*PASSAGE:*
________________________________________

By. Chris Stritzel
We have an issue in St. Louis, to much open space. Even though St. Louis ranks in the top 30 densest cities in the United States, we have tons of vacant lots from past (and failed) urban renewal efforts and buildings that have been neglected so much that the least expensive option is to demolish buildings. Infill is rare in the City and the projects that do come along are often small but significant. In the main urban center of the city, Downtown, parking lots are prevalent to where very few street corners are even urban anymore. Urban is considered buildings on all four corners. Downtown has only 9 of these (but 5 of them are completed by parking garages). It is a shame but the ever changing, and more positive, outlook on Downtown could lead to things that make Downtown denser than it currently is.
Several factors that can and lead to infill and new construction are as follows...

________________________________________

*DATA EXTRACT:*
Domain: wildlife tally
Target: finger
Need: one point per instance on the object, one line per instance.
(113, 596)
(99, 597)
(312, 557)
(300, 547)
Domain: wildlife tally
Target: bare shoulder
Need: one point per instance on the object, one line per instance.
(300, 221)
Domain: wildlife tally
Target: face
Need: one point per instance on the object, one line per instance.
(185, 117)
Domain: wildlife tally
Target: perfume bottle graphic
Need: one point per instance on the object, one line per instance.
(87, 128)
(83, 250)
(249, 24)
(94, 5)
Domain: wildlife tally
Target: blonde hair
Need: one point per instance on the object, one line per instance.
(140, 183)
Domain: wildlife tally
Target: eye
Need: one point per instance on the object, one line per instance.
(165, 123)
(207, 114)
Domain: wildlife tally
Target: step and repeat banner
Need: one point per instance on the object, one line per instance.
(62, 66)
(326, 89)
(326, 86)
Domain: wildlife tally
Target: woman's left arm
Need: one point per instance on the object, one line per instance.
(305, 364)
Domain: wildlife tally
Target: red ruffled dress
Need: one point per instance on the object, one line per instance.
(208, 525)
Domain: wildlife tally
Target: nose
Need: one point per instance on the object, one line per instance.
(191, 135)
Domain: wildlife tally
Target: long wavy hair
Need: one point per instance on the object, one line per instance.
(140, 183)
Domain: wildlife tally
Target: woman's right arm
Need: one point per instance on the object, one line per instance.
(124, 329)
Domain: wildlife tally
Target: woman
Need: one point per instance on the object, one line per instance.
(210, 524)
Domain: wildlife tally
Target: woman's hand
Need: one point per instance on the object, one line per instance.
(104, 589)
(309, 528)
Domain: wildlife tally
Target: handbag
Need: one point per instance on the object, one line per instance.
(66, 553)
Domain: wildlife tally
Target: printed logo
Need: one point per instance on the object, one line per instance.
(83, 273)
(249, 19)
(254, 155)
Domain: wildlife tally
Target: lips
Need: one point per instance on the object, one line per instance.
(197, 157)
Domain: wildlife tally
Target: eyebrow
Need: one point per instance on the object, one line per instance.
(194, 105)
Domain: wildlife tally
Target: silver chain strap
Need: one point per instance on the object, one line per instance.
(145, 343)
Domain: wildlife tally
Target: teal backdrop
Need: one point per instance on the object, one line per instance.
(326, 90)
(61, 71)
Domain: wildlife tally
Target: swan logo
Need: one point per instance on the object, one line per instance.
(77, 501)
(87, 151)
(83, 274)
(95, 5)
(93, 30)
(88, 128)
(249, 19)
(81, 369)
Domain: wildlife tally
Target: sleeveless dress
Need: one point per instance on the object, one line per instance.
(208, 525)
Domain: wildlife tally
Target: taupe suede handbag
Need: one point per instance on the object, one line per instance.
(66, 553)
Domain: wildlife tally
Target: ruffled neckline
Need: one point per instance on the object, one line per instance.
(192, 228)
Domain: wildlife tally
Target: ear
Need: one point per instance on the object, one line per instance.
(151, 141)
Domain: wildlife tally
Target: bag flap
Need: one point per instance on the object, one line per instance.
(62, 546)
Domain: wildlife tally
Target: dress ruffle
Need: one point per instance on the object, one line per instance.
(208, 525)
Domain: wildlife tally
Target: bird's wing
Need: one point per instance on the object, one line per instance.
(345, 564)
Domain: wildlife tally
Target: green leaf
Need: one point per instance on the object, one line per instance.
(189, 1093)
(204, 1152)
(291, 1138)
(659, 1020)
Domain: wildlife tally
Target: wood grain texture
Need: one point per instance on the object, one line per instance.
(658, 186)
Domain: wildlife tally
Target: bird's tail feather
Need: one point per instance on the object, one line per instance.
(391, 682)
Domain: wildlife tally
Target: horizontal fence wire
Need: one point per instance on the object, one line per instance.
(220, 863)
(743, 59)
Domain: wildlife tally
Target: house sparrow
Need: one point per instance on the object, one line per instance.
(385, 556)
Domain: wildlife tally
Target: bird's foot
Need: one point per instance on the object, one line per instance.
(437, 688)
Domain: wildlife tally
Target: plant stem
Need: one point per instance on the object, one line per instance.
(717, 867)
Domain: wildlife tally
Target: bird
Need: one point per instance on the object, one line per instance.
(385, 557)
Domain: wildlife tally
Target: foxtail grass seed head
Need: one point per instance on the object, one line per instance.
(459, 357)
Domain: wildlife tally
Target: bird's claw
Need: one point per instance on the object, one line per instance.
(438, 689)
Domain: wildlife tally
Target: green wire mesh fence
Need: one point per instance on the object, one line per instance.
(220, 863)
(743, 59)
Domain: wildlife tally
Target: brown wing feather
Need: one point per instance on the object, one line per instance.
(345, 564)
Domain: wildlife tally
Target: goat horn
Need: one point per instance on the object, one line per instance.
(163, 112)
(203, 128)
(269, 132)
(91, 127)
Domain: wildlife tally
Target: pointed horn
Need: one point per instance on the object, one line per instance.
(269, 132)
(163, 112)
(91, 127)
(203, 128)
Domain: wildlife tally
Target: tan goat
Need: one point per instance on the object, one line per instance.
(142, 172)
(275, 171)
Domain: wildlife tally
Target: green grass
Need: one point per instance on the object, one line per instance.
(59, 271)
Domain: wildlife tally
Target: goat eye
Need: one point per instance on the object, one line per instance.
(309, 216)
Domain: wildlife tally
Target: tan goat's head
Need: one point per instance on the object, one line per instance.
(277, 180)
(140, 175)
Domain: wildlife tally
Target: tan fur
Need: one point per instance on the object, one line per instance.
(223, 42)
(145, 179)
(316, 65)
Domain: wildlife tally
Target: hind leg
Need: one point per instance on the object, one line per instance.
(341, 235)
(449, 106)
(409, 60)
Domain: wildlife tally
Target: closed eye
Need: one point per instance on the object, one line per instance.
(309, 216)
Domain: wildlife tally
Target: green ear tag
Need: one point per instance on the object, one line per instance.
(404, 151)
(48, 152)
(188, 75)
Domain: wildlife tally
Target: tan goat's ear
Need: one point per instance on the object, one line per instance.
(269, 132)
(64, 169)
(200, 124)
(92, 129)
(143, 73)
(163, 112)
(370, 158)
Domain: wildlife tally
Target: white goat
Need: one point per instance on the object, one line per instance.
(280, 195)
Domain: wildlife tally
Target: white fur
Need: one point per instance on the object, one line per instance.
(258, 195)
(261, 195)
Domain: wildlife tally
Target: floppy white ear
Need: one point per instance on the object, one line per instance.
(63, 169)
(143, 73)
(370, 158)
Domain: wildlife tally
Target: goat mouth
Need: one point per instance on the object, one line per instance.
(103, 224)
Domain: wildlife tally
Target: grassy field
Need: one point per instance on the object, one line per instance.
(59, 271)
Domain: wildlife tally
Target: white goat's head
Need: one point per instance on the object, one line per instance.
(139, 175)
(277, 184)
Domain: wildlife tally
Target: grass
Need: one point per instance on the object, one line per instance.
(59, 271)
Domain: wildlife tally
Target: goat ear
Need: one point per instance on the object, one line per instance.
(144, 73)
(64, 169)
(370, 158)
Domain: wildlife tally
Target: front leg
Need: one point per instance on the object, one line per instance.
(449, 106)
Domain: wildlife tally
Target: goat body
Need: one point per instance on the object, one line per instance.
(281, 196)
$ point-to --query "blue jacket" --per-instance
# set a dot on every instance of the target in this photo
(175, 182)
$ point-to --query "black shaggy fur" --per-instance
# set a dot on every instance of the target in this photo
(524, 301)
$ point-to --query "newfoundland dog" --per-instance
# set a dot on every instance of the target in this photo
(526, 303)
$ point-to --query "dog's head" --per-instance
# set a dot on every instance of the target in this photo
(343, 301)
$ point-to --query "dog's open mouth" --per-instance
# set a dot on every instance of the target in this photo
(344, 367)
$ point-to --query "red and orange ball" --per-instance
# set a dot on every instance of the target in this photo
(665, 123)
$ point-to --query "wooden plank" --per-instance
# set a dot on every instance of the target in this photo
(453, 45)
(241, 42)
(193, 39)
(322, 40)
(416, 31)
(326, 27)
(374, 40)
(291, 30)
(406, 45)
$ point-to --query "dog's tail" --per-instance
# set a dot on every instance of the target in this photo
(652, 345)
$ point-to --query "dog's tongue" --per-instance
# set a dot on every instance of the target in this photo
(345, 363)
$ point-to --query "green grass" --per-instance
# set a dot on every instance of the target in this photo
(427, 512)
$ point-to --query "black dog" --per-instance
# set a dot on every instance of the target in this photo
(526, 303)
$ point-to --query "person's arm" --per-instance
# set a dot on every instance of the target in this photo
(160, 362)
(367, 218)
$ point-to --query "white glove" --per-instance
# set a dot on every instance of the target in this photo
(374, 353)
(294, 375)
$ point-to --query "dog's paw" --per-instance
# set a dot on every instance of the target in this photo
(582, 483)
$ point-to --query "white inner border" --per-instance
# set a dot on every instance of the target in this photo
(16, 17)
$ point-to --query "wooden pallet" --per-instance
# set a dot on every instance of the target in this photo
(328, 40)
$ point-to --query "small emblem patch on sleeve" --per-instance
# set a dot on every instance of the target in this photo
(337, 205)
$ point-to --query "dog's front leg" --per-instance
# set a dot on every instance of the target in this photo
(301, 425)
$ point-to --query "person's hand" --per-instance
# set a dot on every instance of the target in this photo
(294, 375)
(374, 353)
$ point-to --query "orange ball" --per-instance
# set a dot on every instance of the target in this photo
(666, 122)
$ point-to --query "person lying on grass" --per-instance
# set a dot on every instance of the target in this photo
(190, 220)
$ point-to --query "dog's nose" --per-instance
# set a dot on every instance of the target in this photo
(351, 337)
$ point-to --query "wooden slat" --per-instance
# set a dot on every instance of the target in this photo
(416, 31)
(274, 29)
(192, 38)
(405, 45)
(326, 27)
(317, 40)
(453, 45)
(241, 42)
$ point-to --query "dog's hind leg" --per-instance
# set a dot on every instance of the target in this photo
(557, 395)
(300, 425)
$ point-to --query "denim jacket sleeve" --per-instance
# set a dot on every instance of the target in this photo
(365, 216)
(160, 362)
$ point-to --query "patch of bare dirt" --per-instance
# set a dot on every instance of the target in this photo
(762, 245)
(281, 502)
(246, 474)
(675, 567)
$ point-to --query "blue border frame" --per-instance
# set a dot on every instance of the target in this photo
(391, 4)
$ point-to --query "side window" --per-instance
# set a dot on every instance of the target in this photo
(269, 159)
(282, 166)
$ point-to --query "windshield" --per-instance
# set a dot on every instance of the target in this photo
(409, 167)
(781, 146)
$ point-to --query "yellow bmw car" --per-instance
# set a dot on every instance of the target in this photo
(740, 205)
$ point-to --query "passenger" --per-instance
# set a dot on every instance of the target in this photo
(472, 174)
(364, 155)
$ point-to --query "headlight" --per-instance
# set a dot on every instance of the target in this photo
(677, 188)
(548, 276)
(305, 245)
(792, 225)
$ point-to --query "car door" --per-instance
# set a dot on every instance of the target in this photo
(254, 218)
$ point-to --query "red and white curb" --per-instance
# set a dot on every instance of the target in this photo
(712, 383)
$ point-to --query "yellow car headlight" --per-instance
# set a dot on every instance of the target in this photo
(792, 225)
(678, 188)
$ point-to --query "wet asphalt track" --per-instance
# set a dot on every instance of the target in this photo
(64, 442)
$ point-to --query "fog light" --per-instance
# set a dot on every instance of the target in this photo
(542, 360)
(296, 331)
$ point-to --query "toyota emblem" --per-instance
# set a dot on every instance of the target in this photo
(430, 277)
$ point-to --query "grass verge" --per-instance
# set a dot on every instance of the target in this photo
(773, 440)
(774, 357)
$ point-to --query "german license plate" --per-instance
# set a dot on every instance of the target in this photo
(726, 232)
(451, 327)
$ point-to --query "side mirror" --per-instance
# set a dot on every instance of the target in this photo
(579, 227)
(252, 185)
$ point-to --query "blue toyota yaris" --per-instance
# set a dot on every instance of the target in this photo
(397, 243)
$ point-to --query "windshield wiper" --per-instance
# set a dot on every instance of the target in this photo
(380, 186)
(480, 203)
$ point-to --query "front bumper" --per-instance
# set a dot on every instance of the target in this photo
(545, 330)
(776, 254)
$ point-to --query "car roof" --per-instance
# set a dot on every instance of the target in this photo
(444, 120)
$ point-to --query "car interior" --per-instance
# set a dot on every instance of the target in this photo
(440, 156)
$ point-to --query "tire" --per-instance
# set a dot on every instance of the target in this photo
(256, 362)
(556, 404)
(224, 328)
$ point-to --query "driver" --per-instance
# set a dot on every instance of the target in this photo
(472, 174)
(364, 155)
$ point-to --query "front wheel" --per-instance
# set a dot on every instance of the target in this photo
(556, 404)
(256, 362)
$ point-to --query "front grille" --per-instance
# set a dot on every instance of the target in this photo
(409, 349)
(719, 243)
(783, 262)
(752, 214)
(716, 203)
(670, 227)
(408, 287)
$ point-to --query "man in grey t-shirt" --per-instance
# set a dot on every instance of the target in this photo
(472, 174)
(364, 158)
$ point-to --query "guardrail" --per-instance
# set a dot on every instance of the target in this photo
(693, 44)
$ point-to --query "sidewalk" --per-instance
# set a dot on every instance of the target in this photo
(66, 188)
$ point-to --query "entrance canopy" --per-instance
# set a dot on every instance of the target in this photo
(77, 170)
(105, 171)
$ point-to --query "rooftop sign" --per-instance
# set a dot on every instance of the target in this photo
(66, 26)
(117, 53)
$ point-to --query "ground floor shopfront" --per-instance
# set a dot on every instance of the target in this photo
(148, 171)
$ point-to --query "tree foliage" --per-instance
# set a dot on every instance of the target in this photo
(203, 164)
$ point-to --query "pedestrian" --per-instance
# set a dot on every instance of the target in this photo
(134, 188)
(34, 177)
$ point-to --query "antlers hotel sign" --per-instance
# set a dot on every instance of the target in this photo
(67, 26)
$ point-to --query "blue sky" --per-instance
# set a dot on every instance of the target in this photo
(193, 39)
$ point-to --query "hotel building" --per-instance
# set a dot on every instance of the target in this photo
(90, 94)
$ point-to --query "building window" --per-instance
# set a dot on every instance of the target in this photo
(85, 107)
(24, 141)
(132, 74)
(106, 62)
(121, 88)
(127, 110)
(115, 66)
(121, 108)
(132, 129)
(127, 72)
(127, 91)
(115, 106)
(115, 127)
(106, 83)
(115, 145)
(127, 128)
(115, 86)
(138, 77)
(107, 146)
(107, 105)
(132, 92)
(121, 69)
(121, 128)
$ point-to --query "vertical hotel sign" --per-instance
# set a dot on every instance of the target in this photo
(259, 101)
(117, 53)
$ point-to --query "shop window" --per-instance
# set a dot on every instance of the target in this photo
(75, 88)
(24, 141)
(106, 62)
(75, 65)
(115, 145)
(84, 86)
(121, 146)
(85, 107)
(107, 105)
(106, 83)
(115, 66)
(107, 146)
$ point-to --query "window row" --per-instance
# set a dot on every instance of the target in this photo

________________________________________

*PROMPT A:*
List every number in the piece on St. Louis infill, whether it is written in digits or spelled out.
*PROMPT B:*
Please continue the piece on St. Louis infill, starting after its last line.
The records above were drawn from a separate source.

*OUTPUT A:*
30, four, 9, 5

*OUTPUT B:*
- Abandoned buildings are brought back to life
- Public Safety
- There is demand
In St. Louis, we have multiple abandoned downtown buildings with plans to be brought back to life. Those with increased public safety have lead to the massive number of people moving into Downtown. There is demand overall, but the remaining abandoned structures must be dealt with first, and we are well on our way. As that demand grows, there is no doubt developers have plans to build new things. They don’t have to bug big or tall, but just significant.
What I mean by “significant” is that the projects add DENSITY. Multiple parking lots are wide and long enough to support a building of 5-10 floors comfortably. However, in some cases like on Laclede’s Landing, Prime development land is sacrificed for a ampitheater on the Riverfront which hold back on density and new developments. Elsewhere in Downtown, like at 17th and Locust, companies are tearing neighboring buildings down form employee parking lots. The latest example of this is Aetna demolishing the building at 17th and Locust for a parking lot. It is a shame that the city would allow the demolition of a historic structure for a private lot. But money ultimately talks.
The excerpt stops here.